Collect each line in the rows below that contains the string "branch", copying it unchanged.

[Start of Rows]

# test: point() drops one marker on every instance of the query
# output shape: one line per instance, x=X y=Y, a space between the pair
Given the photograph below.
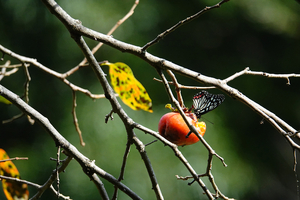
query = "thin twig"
x=13 y=118
x=75 y=120
x=121 y=176
x=26 y=89
x=173 y=28
x=53 y=176
x=187 y=87
x=177 y=89
x=269 y=75
x=97 y=47
x=16 y=158
x=57 y=172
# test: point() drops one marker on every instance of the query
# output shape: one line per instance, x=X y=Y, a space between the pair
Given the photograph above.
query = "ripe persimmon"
x=172 y=127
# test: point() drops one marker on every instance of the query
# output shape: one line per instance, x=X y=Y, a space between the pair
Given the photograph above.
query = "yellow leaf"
x=12 y=190
x=130 y=90
x=3 y=100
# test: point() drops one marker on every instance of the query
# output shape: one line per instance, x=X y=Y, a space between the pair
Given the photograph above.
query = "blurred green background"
x=262 y=35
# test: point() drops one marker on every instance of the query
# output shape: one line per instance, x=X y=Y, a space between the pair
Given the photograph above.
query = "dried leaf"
x=130 y=90
x=12 y=189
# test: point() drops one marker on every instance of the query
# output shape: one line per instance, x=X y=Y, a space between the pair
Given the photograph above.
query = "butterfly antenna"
x=207 y=120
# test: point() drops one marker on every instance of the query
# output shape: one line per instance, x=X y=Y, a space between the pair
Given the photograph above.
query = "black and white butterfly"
x=203 y=102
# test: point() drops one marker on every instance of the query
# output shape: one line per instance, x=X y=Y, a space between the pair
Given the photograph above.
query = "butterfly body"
x=203 y=102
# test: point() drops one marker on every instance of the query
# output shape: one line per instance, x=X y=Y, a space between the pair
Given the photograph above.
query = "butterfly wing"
x=203 y=102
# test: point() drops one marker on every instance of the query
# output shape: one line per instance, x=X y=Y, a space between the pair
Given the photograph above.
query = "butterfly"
x=203 y=102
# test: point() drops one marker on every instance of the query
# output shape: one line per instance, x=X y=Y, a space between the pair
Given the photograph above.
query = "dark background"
x=262 y=35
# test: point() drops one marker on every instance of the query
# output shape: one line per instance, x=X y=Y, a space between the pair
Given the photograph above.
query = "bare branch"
x=75 y=120
x=96 y=48
x=187 y=87
x=87 y=165
x=173 y=28
x=269 y=75
x=16 y=158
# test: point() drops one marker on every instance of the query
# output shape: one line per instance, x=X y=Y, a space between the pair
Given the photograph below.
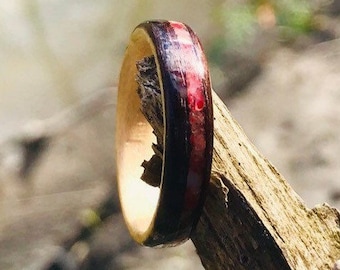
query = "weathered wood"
x=252 y=218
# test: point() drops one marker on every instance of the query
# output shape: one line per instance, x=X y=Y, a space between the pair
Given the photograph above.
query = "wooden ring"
x=165 y=215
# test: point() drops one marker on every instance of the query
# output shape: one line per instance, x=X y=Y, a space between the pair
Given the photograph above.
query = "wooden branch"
x=252 y=218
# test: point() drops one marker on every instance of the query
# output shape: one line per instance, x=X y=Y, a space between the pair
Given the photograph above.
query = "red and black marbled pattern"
x=188 y=129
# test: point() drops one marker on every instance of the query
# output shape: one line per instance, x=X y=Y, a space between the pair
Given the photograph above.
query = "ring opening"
x=134 y=138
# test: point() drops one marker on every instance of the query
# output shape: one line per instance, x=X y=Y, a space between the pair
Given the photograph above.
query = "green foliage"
x=241 y=20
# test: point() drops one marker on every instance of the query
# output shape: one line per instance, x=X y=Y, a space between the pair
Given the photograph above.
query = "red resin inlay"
x=193 y=77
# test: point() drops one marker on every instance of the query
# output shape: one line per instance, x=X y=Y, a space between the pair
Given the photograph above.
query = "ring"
x=179 y=95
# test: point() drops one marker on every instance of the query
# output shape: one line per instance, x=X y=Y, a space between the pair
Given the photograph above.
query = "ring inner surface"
x=134 y=138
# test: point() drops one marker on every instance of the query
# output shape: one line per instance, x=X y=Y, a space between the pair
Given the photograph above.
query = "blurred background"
x=276 y=64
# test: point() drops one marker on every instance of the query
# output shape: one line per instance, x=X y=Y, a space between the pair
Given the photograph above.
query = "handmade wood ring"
x=165 y=215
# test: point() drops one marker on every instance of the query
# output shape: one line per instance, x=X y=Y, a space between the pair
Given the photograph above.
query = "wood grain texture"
x=252 y=218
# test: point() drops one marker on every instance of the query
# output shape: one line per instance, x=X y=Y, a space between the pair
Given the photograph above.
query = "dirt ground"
x=288 y=107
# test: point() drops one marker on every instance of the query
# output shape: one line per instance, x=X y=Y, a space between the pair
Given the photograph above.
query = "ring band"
x=165 y=215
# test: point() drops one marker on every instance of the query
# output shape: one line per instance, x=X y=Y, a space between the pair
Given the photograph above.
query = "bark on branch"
x=252 y=218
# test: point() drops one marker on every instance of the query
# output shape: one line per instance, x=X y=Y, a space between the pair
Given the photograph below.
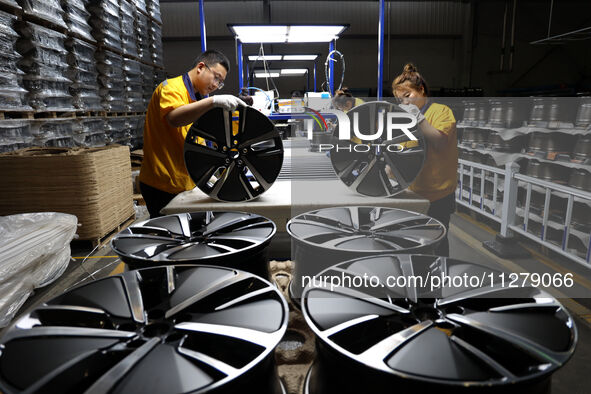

[End of Rows]

Task answer
query = "bare branch"
query = "wooden branch"
query = "bark on branch"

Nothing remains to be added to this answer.